WRITTEN INSTRUCTION A:
In the article on the Vatican and the Doctrine of Discovery below, what reason does the Vatican give for saying that past papal documents linked to the doctrine were never expressions of the Catholic faith?

TEXT:

----------------

ROME – After repeated calls from Canadian indigenous communities for the Catholic Church to rescind the so-called “Doctrine of Discovery,” the Vatican has disowned that position, claiming it never formed part of the Catholic faith, but stopped short of rescinding it.

In a joint statement released Thursday, the Vatican Dicastery for Culture and Education and the Dicastery for Promoting Integral Human Development said the Catholic Church upholds the dignity of every human being and “repudiates those concepts that fail to recognize the inherent human rights of indigenous peoples, including what has become known as the legal and political ‘doctrine of discovery.’”

However, they disowned the concept entirely, arguing that the Doctrine of Discovery “is not part of the teaching of the Catholic Church” and that past papal documents associated with it, “written in a specific historical period and linked to political questions, have never been considered expressions of the Catholic faith.”

The Catholic Church’s “Doctrine of Discovery” is not an official church doctrine, but rather consists of a series of edicts published in the 15th century endorsing the colonization of West Africa and the Americas.

It was a major point of discussion during the pope’s trip to Canada last summer and during a visit of Indigenous delegations to the Vatican several months prior, with survivors of Canada’s residential school system and other Indigenous activists asking that the Catholic Church’s Doctrine of Discovery be rescinded.

So intense was the debate around the Doctrine of Discovery that during Pope Francis’s July 28, 2022, Mass in Quebec City, a group of Indigenous people displayed a banner saying, “Rescind the Doctrine of Discovery,” before quickly taking it down after Francis arrived on the altar.

At the time, Vatican officials said they were looking into the request, but gave no specifics.

In Thursday’s statement, the Vatican acknowledged the Church’s past failings and admitted that over the course of history, “many Christians have committed evil acts against Indigenous peoples for which recent Popes have asked forgiveness on numerous occasions.”

The Vatican said dialogue with Indigenous communities is ongoing and that through this dialogue, the Catholic Church has been able to better understand past and present sufferings due to the expropriation of their lands, as well as forced assimilation through the former national residential school system – a project of the Canadian government, which placed the Catholic Church and other Christian denominations in charge of these schools, where various abuses against Indigenous children occurred.

----------------

Dataset records about object locations:

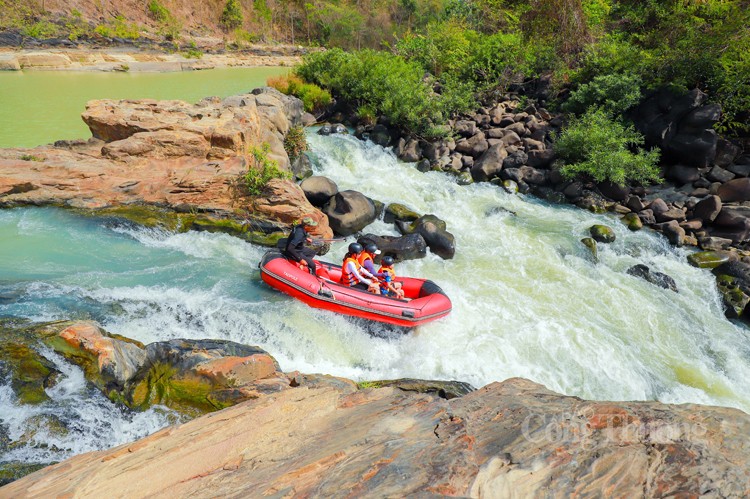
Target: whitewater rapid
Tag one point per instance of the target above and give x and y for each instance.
(528, 299)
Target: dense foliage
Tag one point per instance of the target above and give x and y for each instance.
(598, 146)
(312, 96)
(388, 85)
(261, 170)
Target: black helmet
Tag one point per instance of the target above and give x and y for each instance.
(372, 248)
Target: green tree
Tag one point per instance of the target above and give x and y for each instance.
(601, 148)
(232, 16)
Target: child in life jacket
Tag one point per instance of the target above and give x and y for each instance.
(388, 284)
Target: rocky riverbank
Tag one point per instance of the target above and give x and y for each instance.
(129, 59)
(703, 201)
(382, 438)
(170, 163)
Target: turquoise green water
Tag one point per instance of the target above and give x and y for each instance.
(39, 107)
(528, 299)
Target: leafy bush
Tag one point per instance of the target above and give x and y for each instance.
(232, 16)
(295, 142)
(388, 85)
(599, 147)
(313, 97)
(613, 93)
(263, 170)
(169, 26)
(42, 29)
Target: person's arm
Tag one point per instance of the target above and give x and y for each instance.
(370, 267)
(350, 266)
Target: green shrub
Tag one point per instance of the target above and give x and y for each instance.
(169, 26)
(232, 16)
(262, 170)
(158, 11)
(295, 142)
(313, 97)
(192, 52)
(599, 147)
(42, 29)
(614, 93)
(387, 84)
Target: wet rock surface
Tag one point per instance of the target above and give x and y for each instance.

----------------

WRITTEN INSTRUCTION B:
Reproduce the records exactly, starting with the line that contains "Target: child in life jacket" and going on through the end of the records.

CORRECT RESPONSE A:
The Vatican says those documents were "written in a specific historical period and linked to political questions." For that reason it holds that they have never been considered expressions of the Catholic faith.

CORRECT RESPONSE B:
Target: child in life jacket
Tag one point per instance of the target above and give x and y for each instance.
(388, 284)
Target: rocky riverbank
Tag one point per instance of the target above and give x and y for each instance.
(129, 59)
(703, 201)
(382, 438)
(170, 163)
Target: turquoise green water
Tag one point per instance of the target above and give x and y for each instance.
(39, 107)
(528, 299)
Target: leafy bush
Tag one point per instance of the target above and give x and y for each instance.
(232, 16)
(295, 142)
(388, 85)
(599, 147)
(313, 97)
(613, 93)
(263, 170)
(169, 26)
(42, 29)
Target: person's arm
Tag one point per instance of the target above and give x and y for each instance.
(370, 267)
(350, 266)
Target: green shrub
Tag one point per instance of the target above and give x and y for each instance.
(169, 26)
(232, 16)
(262, 170)
(158, 11)
(295, 142)
(313, 97)
(192, 52)
(599, 147)
(42, 29)
(614, 93)
(387, 84)
Target: wet rock surface
Tag one point per instance of the target above and give x and y for each instance.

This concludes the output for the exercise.